▶ _Your objective_: When you copy the material below, keep every line exact and omit the pictures.
[Input data Boundary: Start]
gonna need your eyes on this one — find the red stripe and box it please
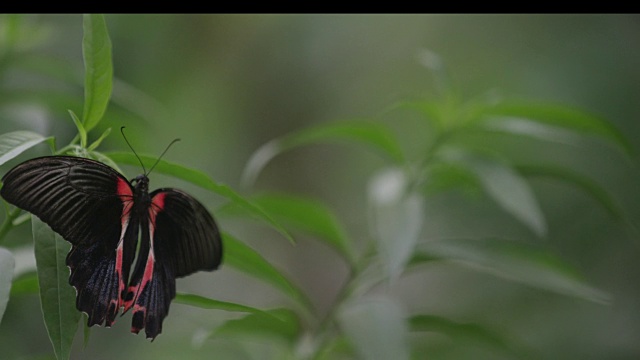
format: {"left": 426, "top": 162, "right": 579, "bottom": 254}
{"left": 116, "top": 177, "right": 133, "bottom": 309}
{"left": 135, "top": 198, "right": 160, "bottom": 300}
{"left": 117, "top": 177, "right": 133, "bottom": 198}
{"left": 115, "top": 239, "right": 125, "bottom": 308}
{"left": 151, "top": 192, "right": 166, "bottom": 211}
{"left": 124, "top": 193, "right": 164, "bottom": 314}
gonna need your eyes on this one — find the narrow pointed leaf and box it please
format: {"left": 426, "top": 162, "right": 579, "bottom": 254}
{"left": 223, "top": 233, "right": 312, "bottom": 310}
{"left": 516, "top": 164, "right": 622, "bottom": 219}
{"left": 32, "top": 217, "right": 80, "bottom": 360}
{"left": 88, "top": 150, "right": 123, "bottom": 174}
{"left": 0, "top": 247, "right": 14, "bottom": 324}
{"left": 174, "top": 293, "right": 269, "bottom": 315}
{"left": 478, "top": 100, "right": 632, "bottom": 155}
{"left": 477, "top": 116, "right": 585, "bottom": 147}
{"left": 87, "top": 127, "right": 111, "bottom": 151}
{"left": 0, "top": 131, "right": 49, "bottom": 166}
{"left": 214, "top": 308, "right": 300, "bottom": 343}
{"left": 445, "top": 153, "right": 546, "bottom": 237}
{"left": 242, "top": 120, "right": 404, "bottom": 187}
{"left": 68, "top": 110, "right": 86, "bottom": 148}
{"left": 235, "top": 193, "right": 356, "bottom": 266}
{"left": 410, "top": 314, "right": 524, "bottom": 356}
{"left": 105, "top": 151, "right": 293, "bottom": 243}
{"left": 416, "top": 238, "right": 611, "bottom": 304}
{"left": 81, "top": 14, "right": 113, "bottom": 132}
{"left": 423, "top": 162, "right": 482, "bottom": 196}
[Input data Boundary: End]
▶ _Answer_:
gonna need your eyes on this one — find the red stripe and box it please
format: {"left": 426, "top": 162, "right": 579, "bottom": 254}
{"left": 116, "top": 177, "right": 133, "bottom": 309}
{"left": 135, "top": 198, "right": 160, "bottom": 300}
{"left": 117, "top": 177, "right": 133, "bottom": 198}
{"left": 115, "top": 239, "right": 125, "bottom": 308}
{"left": 151, "top": 192, "right": 166, "bottom": 211}
{"left": 124, "top": 193, "right": 164, "bottom": 314}
gonna need your eyes on this one — find the narrow pointed leaf and box it please
format: {"left": 426, "top": 162, "right": 579, "bottom": 254}
{"left": 223, "top": 233, "right": 312, "bottom": 310}
{"left": 516, "top": 164, "right": 622, "bottom": 219}
{"left": 32, "top": 217, "right": 80, "bottom": 360}
{"left": 88, "top": 150, "right": 123, "bottom": 174}
{"left": 0, "top": 247, "right": 14, "bottom": 324}
{"left": 174, "top": 293, "right": 269, "bottom": 315}
{"left": 478, "top": 100, "right": 632, "bottom": 155}
{"left": 477, "top": 116, "right": 585, "bottom": 147}
{"left": 87, "top": 127, "right": 111, "bottom": 151}
{"left": 0, "top": 131, "right": 49, "bottom": 166}
{"left": 214, "top": 308, "right": 300, "bottom": 343}
{"left": 445, "top": 153, "right": 546, "bottom": 237}
{"left": 242, "top": 120, "right": 404, "bottom": 187}
{"left": 68, "top": 110, "right": 86, "bottom": 148}
{"left": 235, "top": 193, "right": 356, "bottom": 266}
{"left": 410, "top": 314, "right": 524, "bottom": 356}
{"left": 105, "top": 151, "right": 293, "bottom": 243}
{"left": 416, "top": 238, "right": 611, "bottom": 304}
{"left": 81, "top": 14, "right": 113, "bottom": 132}
{"left": 423, "top": 162, "right": 482, "bottom": 196}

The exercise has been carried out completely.